Provided material:
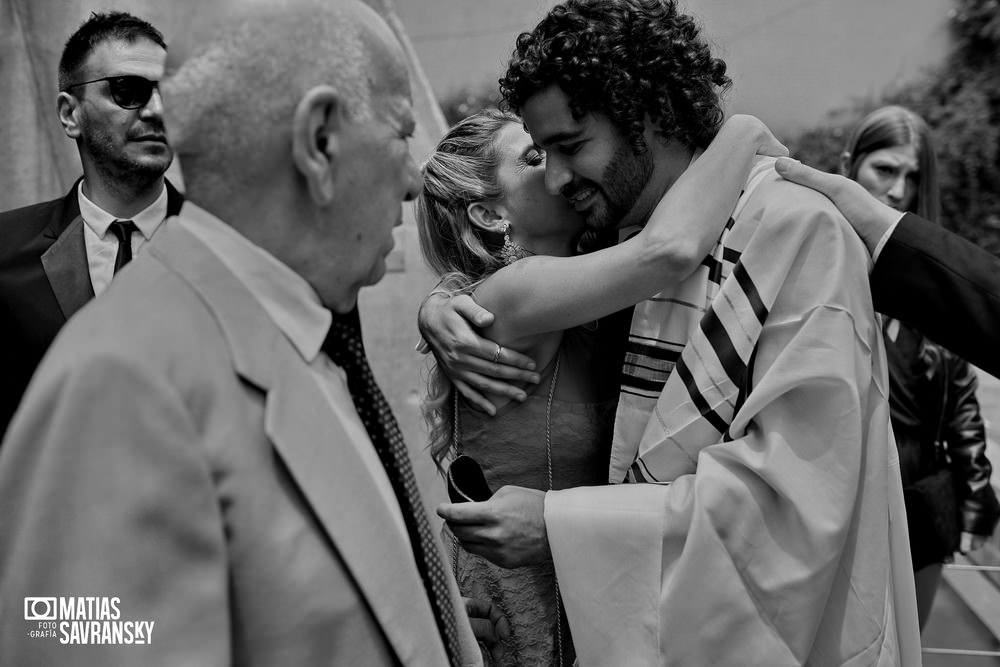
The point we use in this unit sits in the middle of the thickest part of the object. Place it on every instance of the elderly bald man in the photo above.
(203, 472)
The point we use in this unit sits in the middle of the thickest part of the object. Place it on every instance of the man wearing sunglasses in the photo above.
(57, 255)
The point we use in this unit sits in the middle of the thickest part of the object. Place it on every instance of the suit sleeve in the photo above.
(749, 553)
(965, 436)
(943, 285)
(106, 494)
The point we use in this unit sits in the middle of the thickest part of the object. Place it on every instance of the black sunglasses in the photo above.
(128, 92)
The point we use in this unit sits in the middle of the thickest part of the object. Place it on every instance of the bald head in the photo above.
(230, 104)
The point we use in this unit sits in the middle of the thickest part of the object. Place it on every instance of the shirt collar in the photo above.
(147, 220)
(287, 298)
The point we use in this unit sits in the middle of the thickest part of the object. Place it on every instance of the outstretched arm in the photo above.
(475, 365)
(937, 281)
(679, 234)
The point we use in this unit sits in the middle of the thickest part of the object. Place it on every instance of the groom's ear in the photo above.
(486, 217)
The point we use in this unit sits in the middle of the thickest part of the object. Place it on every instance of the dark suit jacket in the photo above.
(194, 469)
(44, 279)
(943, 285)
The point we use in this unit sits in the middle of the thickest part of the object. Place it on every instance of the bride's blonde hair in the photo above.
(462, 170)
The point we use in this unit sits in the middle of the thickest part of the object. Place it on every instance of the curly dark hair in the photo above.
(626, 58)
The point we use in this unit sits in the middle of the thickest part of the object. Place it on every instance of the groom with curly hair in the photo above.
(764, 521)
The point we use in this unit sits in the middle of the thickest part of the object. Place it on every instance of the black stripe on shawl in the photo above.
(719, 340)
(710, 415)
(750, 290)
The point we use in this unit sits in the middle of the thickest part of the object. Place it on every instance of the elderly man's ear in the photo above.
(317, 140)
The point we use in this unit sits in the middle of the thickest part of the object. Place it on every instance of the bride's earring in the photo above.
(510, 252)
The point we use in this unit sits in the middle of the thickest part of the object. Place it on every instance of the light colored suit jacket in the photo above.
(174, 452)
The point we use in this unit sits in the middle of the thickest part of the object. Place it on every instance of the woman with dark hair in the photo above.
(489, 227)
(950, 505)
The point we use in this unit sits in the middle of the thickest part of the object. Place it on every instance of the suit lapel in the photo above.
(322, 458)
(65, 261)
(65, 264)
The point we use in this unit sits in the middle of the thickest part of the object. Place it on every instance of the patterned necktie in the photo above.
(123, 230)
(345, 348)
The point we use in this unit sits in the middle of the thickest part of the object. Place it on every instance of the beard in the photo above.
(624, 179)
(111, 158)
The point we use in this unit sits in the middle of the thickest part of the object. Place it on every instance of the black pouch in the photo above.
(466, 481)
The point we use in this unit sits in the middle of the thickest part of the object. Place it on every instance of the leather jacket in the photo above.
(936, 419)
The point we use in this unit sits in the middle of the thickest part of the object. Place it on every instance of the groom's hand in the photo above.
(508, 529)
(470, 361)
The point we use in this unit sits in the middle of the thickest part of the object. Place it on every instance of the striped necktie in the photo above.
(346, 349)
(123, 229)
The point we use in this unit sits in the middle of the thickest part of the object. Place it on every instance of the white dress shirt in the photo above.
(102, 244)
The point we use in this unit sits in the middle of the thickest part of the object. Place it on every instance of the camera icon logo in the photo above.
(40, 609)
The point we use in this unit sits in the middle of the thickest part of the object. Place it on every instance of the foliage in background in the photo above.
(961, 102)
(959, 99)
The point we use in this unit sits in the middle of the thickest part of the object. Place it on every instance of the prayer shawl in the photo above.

Task: Repeat exactly the lines above from the line that contains "beard in the photo above." through the end. Include both of these ends; leave out everything else.

Exercise solution:
The point we use in this unit sits in the middle of the thickest part of the object. Place it on every instance of the beard in the photo above.
(624, 179)
(111, 158)
The point we use in this unit sits in the middle of the thickest part of the object. Place it on every instance of the black pouch in the photo above.
(466, 481)
The point we use in this unit sits in the middle of the thickest part of the object. Place it on every instance of the leather jacket in the photo above.
(936, 419)
The point we use in this unit sits in the middle of the thickest part of the object. Place it on every instance of the groom's hand in the photo above.
(508, 529)
(470, 361)
The point we use in this unit sits in the middle of the thickest part of the object. Place it on every instance of the striped necktie in the photo above.
(346, 349)
(123, 229)
The point we use in this unit sits in the middle of the thickest part of the object. Place it on every instance of the white dress shirt in the photo above.
(102, 244)
The point we use in this unit sits in the middle of the thickest part of the object. Place it on every instance of the camera icon logo in the photo above.
(40, 609)
The point we use in this unit sits in the middle of the thickest part of the object. Place it on every instance of the foliage in background in the photo above.
(961, 102)
(959, 99)
The point we use in this unit sits in the middle of the thickest part of the object. Place it on every instance of the prayer shawl in the photo above.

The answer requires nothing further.